_Items from a dataset_:

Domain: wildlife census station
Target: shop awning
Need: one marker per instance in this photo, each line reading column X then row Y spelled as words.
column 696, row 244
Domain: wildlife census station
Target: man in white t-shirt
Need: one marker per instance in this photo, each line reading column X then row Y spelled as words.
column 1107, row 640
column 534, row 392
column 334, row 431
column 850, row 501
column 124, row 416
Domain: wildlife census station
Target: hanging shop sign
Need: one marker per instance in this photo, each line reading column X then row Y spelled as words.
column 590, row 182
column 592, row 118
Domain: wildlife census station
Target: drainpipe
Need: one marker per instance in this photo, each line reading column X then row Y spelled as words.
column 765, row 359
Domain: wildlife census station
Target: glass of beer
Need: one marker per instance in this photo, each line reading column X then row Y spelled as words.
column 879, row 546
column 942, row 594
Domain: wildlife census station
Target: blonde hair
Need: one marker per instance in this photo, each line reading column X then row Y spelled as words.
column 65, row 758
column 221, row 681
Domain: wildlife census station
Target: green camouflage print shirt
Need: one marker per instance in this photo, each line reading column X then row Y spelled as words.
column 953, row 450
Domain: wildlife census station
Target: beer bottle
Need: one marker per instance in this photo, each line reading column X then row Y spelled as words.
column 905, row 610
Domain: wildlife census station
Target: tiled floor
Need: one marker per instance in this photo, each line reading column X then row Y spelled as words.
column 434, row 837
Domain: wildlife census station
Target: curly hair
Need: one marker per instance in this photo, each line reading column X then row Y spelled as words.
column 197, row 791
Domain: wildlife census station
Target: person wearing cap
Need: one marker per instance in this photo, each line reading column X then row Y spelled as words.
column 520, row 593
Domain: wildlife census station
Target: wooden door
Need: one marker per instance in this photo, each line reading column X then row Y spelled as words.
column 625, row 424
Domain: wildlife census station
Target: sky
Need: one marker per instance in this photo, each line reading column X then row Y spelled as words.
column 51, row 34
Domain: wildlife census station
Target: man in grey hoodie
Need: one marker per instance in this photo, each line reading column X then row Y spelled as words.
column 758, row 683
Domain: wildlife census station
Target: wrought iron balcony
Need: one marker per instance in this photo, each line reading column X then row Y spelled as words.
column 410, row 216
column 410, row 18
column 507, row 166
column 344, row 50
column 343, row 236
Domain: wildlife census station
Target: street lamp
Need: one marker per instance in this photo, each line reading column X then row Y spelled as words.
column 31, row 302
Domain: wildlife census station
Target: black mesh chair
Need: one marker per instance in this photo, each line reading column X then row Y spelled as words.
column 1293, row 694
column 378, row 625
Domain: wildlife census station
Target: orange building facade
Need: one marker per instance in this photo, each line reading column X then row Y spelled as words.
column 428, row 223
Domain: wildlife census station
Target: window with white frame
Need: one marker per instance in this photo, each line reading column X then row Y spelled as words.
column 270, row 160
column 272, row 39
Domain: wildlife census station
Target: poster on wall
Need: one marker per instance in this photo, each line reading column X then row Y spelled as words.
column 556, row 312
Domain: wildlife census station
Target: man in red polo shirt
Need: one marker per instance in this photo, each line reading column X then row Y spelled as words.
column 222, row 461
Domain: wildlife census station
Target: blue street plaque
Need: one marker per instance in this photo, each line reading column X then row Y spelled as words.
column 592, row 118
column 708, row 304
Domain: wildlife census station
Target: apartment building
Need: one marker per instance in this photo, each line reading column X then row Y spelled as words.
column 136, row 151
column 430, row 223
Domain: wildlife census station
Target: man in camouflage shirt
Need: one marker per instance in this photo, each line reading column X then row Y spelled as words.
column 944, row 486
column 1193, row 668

_What the task requires_:
Go through the entries above and say how many lines include the word "shop". Give the number only.

_Exercise output_:
2